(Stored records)
——————
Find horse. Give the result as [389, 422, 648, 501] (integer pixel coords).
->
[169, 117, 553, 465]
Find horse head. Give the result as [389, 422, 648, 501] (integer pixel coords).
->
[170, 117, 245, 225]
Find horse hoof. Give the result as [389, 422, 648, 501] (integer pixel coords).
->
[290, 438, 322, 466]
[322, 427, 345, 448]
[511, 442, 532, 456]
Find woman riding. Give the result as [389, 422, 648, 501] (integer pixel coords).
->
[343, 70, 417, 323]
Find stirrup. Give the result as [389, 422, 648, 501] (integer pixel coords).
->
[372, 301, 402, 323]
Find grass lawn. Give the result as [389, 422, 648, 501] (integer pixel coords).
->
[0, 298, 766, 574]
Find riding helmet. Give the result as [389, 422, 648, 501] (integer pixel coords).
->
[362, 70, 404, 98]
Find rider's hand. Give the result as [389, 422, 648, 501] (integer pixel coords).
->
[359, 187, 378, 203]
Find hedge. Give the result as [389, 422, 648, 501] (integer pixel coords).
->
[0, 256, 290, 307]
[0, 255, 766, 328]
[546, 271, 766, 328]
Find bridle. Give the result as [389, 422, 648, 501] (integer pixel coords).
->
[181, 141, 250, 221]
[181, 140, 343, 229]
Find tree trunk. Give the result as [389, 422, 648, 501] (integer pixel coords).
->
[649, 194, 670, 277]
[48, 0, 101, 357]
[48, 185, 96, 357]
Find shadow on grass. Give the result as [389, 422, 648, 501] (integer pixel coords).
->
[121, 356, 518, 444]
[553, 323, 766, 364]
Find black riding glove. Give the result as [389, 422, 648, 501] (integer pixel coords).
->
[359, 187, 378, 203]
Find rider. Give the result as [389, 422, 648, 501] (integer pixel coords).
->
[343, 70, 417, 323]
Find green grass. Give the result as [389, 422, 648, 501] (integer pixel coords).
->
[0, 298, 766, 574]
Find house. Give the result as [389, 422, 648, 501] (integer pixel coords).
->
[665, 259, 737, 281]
——————
→ Prompt:
Swap "integer pixel coords" for "whole-number pixel coordinates" in every entry above, leaving everything else unchanged.

→ Reply to the task:
Find horse. Give the result as [389, 422, 648, 501] (whole-number pixel coordinates).
->
[169, 117, 553, 465]
Find horse head. Give the result as [389, 422, 648, 501] (whole-number pixel coordinates).
->
[170, 117, 245, 225]
Find horse hoof. Give the result as [389, 422, 648, 501] (whole-number pixel coordinates).
->
[290, 438, 322, 466]
[322, 427, 345, 448]
[511, 442, 532, 456]
Find woman riding. Give the result as [389, 422, 648, 501] (whole-number pixel coordinates).
->
[343, 70, 417, 323]
Find stirrup. Give the result as [389, 422, 648, 501] (whole-number pixel coordinates).
->
[372, 301, 402, 323]
Find grass lawn. Give the result as [389, 422, 648, 501] (whole-number pixel coordinates).
->
[0, 298, 766, 574]
Find riding helmet. Give the result as [389, 422, 648, 501] (whole-number pixel coordinates).
->
[362, 70, 404, 98]
Find rider's hand. Give the result as [389, 422, 648, 501] (whole-number pixel coordinates).
->
[359, 187, 378, 203]
Find hedge. Give the result as [389, 422, 648, 501] (whole-number pixel coordinates).
->
[0, 256, 290, 307]
[0, 255, 766, 328]
[546, 271, 766, 328]
Find bridle. Give the result as [389, 422, 648, 501] (whole-number pixel coordinates).
->
[181, 141, 250, 221]
[181, 140, 343, 229]
Find tree trunk. Give the result as [389, 422, 648, 501] (whole-number pixel coordinates).
->
[649, 194, 670, 277]
[48, 0, 101, 357]
[48, 185, 96, 357]
Find shadow on grass. Give the result as [389, 422, 648, 501] (whole-number pixel coordinates).
->
[121, 356, 518, 444]
[553, 323, 766, 364]
Find black riding glove. Give the result as [389, 422, 648, 501] (whole-number pixel coordinates).
->
[359, 187, 378, 203]
Find rider. Give the result as [389, 422, 648, 501] (whole-number pixel coordinates).
->
[343, 70, 417, 323]
Find green grass. Give the result as [389, 422, 648, 501] (whole-number pixel coordinates).
->
[0, 298, 766, 574]
Find house. Give the result as [389, 422, 648, 501] (whole-number pixel coordinates).
->
[665, 259, 737, 281]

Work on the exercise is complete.